Retype, without alteration, each line from the line containing "Please mark the row" to the final line of the records.

Extracted records: Begin

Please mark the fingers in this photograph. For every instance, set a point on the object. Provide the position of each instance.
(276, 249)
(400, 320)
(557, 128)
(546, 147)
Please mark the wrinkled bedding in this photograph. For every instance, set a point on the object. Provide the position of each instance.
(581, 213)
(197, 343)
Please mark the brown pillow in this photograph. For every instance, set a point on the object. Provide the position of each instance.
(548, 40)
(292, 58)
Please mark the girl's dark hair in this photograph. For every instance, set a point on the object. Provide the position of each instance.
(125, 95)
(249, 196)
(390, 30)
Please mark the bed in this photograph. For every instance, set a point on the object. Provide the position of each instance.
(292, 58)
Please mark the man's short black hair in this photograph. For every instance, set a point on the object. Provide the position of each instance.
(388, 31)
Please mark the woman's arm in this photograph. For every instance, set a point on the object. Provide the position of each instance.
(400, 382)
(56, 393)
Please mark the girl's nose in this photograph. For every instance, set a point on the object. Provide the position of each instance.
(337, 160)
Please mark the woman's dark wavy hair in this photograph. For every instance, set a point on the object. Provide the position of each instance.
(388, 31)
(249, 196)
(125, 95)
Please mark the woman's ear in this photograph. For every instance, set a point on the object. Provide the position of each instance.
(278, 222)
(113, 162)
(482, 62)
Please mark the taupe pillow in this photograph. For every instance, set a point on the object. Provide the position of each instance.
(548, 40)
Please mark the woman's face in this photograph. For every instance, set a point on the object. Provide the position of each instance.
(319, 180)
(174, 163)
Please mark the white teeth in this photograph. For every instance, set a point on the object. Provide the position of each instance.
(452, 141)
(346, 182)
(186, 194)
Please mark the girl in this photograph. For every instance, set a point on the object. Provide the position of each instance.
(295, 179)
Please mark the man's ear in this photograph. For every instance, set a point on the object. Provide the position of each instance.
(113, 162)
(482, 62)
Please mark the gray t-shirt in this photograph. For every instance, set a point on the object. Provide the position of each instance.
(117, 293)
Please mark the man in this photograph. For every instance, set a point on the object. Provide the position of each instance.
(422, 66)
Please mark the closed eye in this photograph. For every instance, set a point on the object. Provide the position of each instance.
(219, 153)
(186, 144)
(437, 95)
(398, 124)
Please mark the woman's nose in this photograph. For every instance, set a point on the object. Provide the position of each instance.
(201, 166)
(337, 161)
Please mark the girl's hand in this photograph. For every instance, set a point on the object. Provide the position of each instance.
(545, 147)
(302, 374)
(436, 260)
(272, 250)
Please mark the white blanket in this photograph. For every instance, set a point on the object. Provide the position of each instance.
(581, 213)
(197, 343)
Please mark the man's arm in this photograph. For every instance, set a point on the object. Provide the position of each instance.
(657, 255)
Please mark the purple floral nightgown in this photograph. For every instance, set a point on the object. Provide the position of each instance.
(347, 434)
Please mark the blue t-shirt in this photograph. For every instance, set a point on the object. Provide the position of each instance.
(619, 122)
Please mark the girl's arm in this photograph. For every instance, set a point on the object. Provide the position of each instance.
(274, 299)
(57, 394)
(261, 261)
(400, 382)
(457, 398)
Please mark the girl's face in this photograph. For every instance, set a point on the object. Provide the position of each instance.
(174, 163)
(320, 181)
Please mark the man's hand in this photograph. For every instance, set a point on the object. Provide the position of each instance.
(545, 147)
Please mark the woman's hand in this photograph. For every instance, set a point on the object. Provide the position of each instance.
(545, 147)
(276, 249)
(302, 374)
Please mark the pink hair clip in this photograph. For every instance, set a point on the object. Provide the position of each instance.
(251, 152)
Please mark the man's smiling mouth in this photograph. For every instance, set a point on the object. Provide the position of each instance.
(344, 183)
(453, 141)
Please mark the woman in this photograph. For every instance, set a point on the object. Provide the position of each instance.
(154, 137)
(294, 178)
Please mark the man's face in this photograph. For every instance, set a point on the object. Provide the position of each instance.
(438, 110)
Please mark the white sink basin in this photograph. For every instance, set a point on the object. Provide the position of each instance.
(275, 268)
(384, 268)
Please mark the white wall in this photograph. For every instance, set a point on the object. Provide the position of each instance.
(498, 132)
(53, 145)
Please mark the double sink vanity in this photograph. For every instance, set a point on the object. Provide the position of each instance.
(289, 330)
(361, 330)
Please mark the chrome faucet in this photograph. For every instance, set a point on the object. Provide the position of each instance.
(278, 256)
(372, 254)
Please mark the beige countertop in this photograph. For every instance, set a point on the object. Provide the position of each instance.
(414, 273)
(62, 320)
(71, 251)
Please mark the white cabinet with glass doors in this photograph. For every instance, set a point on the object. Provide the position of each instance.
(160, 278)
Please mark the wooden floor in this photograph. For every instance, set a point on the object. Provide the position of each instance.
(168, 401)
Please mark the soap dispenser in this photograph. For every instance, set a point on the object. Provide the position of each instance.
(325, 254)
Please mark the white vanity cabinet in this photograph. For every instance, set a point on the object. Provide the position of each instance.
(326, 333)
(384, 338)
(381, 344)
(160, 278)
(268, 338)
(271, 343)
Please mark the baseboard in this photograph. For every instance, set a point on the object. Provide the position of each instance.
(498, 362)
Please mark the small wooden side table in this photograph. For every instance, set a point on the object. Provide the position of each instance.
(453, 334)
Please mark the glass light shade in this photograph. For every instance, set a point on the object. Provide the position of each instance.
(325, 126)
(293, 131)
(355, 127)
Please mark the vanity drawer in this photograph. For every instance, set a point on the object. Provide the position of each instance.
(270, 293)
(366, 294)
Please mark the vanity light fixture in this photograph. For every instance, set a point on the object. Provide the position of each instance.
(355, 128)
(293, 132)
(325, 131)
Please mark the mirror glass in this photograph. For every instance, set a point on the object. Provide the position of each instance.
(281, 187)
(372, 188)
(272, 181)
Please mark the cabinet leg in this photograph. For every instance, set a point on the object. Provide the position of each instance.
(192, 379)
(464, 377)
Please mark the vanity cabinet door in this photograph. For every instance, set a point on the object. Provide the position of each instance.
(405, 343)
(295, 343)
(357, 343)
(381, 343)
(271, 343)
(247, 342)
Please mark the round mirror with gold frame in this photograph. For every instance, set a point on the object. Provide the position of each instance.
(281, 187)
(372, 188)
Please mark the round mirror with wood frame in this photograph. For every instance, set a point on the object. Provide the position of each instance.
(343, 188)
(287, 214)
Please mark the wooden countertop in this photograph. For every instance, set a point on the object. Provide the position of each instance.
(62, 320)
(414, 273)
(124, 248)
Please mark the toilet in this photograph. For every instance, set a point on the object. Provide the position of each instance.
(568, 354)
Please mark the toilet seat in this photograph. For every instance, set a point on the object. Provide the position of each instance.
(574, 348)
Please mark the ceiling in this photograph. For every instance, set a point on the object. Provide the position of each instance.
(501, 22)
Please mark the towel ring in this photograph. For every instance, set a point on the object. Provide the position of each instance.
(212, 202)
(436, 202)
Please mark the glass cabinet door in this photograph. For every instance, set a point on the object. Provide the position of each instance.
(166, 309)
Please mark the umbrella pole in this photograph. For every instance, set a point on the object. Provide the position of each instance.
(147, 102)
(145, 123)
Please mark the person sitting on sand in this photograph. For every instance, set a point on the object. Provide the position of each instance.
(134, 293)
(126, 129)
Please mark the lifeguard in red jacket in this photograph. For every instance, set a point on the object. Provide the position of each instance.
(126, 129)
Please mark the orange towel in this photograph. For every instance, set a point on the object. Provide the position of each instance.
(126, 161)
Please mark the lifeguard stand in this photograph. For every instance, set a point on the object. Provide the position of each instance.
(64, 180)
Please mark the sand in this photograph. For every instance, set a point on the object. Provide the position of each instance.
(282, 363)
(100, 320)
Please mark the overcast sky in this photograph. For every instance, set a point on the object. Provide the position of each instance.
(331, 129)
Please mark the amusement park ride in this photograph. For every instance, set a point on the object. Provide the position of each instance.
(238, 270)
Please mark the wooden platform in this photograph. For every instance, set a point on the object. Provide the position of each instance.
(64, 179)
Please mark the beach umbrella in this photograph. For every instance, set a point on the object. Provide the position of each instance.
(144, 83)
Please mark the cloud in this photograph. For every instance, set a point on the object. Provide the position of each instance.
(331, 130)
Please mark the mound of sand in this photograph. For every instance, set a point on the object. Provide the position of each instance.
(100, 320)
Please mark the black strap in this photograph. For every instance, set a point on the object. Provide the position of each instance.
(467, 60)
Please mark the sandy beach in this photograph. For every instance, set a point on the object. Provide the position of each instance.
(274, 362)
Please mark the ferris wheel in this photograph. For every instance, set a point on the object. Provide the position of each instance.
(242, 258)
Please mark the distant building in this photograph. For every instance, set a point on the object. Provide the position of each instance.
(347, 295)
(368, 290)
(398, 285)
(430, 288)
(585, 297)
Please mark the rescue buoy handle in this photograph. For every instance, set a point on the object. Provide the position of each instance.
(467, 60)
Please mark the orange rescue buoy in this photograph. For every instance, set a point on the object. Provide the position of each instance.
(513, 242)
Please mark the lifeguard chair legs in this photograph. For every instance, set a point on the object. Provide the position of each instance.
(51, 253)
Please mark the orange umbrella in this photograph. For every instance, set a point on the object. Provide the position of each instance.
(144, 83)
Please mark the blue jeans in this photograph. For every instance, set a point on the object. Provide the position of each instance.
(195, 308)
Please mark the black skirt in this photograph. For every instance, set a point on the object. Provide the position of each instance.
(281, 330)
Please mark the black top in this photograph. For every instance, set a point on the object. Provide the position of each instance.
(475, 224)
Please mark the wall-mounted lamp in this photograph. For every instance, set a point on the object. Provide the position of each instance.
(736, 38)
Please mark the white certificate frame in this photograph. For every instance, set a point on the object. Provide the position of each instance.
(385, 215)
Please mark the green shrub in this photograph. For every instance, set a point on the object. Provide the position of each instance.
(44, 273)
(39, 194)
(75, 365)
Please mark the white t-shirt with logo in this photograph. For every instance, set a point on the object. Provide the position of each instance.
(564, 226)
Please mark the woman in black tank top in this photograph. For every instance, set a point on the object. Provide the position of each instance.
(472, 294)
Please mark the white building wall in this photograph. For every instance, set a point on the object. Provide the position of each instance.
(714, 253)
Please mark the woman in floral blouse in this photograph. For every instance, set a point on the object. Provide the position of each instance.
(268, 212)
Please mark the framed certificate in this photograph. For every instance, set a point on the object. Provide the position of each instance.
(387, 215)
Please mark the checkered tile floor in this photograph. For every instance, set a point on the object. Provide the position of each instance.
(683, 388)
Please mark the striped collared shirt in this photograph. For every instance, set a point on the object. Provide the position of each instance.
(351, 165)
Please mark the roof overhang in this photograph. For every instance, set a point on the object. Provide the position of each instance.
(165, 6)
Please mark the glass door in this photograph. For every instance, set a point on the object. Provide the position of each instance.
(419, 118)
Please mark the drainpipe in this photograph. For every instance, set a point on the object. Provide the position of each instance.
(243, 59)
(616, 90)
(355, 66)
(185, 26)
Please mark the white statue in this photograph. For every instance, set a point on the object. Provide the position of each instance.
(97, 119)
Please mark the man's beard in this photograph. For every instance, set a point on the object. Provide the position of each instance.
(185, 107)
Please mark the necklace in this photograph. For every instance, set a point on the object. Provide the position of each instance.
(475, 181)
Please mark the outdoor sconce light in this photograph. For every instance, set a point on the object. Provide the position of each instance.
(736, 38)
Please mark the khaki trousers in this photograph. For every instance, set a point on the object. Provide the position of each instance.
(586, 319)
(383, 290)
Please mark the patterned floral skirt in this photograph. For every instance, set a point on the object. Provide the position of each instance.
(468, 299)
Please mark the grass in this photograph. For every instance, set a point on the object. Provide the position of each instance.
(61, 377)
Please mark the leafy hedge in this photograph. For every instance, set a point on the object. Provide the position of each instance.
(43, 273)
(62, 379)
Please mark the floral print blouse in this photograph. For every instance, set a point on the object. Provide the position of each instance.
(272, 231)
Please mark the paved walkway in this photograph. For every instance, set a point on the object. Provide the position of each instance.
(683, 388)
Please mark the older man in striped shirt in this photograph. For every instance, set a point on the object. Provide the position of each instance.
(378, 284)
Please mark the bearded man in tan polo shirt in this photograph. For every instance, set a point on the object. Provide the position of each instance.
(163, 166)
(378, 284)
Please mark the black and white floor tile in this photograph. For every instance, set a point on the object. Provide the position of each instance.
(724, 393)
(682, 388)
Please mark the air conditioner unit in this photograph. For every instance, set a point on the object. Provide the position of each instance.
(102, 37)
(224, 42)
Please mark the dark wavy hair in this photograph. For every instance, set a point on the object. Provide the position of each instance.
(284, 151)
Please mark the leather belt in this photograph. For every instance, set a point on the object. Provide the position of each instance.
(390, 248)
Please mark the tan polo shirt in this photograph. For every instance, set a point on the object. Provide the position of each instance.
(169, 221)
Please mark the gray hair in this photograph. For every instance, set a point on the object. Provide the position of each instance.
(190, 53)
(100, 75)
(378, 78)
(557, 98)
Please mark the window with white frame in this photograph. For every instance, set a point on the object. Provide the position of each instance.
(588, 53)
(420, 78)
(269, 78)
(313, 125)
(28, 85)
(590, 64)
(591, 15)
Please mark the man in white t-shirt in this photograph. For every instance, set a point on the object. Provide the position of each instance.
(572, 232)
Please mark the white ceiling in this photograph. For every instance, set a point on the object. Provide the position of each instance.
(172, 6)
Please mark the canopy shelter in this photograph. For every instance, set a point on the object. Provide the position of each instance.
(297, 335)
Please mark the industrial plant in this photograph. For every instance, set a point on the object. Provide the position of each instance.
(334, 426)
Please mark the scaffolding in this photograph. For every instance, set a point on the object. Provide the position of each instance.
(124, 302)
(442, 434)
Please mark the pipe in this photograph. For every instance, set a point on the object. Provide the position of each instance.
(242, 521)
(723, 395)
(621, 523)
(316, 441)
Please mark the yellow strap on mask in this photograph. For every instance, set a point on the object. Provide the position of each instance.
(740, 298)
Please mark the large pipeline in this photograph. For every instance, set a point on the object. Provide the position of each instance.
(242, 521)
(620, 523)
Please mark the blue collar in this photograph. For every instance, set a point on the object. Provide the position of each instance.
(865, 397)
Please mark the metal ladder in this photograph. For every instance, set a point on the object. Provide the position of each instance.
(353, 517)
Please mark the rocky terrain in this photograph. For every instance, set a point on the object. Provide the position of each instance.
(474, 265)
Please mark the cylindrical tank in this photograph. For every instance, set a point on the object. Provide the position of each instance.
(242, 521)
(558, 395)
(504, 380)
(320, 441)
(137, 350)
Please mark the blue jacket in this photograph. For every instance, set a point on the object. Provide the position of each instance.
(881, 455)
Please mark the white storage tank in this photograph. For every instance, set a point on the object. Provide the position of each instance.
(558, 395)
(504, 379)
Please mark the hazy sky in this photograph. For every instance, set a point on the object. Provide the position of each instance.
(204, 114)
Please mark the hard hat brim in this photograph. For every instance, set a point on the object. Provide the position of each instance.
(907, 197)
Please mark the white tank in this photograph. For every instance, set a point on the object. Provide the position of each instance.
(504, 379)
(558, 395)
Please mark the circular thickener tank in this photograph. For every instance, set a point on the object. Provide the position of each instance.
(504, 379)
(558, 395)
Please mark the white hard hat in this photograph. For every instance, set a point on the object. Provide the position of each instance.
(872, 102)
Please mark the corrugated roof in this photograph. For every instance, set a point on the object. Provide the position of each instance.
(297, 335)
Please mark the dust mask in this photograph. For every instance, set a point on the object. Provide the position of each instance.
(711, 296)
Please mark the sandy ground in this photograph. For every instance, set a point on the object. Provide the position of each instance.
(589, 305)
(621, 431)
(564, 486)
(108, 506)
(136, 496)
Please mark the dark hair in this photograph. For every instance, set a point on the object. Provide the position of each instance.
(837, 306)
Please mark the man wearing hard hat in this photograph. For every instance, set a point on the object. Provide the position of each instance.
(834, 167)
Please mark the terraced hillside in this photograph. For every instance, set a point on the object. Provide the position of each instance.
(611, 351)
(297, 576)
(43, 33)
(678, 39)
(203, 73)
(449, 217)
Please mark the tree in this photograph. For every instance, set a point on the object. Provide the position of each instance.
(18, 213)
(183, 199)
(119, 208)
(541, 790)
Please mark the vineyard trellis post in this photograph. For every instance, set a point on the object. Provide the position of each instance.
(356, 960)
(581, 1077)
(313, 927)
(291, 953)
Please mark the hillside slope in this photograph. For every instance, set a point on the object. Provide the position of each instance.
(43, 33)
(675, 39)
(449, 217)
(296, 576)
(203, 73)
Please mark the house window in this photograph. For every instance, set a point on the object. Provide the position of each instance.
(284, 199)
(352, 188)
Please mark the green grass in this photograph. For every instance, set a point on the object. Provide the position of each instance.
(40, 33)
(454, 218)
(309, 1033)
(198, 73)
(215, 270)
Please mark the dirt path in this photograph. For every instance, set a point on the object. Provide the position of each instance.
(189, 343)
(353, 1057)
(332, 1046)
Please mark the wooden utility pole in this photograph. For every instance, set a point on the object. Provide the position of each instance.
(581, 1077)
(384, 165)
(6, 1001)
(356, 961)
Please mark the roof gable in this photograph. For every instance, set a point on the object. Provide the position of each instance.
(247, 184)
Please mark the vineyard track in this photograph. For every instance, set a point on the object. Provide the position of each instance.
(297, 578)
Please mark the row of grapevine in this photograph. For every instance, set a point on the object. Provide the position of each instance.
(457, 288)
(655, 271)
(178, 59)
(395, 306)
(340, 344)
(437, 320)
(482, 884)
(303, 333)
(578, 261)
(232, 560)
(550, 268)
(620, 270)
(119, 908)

Extracted records: End

- Answer below -
Please mark the row of grapevine in this photograph. For every instance, set a point on the object. Provide the position of each instance.
(457, 288)
(655, 271)
(178, 59)
(395, 306)
(340, 344)
(437, 320)
(482, 884)
(303, 333)
(578, 261)
(232, 560)
(550, 268)
(620, 270)
(119, 908)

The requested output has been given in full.